AIM: Reproduce the rows between the line holding "Challenge round — find the clock" and the line holding "[0,151,36,204]", inclusive, and nothing else.

ITEMS:
···
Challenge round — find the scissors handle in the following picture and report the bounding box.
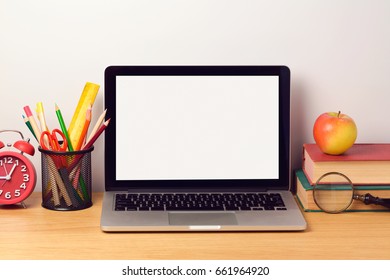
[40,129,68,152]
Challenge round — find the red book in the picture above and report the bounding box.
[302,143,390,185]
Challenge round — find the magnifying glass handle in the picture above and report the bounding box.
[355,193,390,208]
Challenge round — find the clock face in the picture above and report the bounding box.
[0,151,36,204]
···
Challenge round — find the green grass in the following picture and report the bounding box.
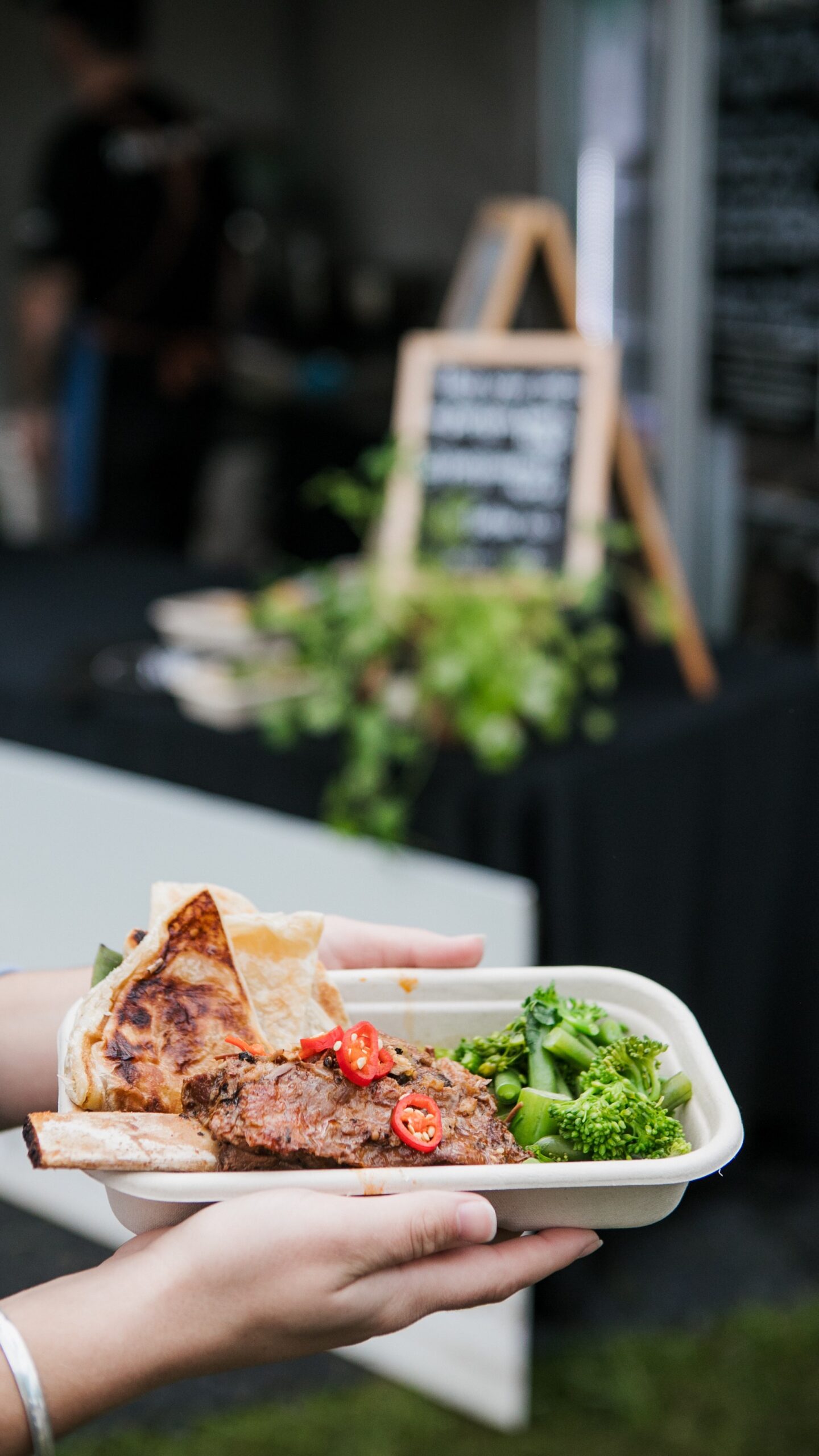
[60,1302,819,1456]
···
ANSWER TO THE EXERCISE:
Challenge round — find the clock face in the picture above and report the bounding box.
[0,151,36,204]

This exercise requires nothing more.